**課題文:**
初診の患者を迎える診療所の様子を語った下の本文抜粋を、最後の文の後から書き継ぐこと。

**本文抜粋:**
私の診療所へ初めてお越しになられる患者さんは、皆さんがとても緊張されているようです。
スリッパに履き替えながら、周りを見渡してキョロキョロされて、
最初は、私にも色々話をしたい事があるのでしょうが、言い出せない様が伝わってきます。
私は笑いながら、決して恐い人間ではありませんが、多少、人相が悪いので損をしておりますと、
毎度の台詞を申し上げて、
ー さて、今日はどうなさいましたか?お困りの点は如何ですか? ー
と、これも毎度の台詞で診察を始めます。
私は精密機械による検査も大切ですが、其れよりももっと、患者さん自身の心に溜まったものを吐き出して頂いて、
治療の方向性を見定める事の方が、今後の治療のためには、より重要であると思っています。
キザな言い方ですが、私は自分で手指の方は器用な方だと思っています。

**提供エントリー:**
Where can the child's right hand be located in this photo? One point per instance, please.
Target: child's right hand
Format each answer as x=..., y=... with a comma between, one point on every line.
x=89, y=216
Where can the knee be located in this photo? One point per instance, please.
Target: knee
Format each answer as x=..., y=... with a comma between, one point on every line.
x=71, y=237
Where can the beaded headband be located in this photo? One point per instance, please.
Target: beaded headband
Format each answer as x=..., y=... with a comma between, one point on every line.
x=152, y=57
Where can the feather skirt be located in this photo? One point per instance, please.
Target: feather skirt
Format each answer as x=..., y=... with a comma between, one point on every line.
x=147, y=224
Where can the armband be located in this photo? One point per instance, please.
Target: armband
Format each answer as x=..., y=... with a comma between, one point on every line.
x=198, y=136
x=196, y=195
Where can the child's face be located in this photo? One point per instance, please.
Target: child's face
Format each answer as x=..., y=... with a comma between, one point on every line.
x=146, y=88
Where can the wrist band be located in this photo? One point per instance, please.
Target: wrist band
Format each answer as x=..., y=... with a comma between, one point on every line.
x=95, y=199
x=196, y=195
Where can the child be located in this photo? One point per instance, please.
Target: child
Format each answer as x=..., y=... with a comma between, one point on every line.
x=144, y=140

**回答文:**
新しい治療の取得についても、見せて頂いたら直ぐに指の方で動いてくれる方で、あまり苦労した事はありません。
ですが、治療が上手くいかなかった事も当然、経験しております。
その様な経験を振り返って反省してみますと、患者さんからの聞き取りが足らなかったと認めざるを得ないのです。
ですから、私は患者さんからの聞き取りを、とても重要視しています。
2、3回お越しになられたら、皆さんがリラックスされいるようです。
私は緊急性が無い場合には、私が納得するまで治療は始めません。
長い間の経験から、何事にも、
ー 何故?何故?どうして‥? ー
と云う癖がついてしまいました。
たかが歯科と思われるかもしれません。
が、私にとって歯は、十代の後半からズーと追いかけてきた広い空の彼方に浮かぶ雲の様な存在です。
私にとっては、されど歯科。
宮本武蔵の言葉に
【万里一空】
と云うものがあります。
何処まで歩いて行っても、ただ空は広がり続くばかり。剣の道とはその様な空の様な存在である。
と言った処でしょうか?
私にとっての歯も同じです。
私にとっては、毎日が未知との遭遇です。
どうか緊張しないで、私に語って下さい。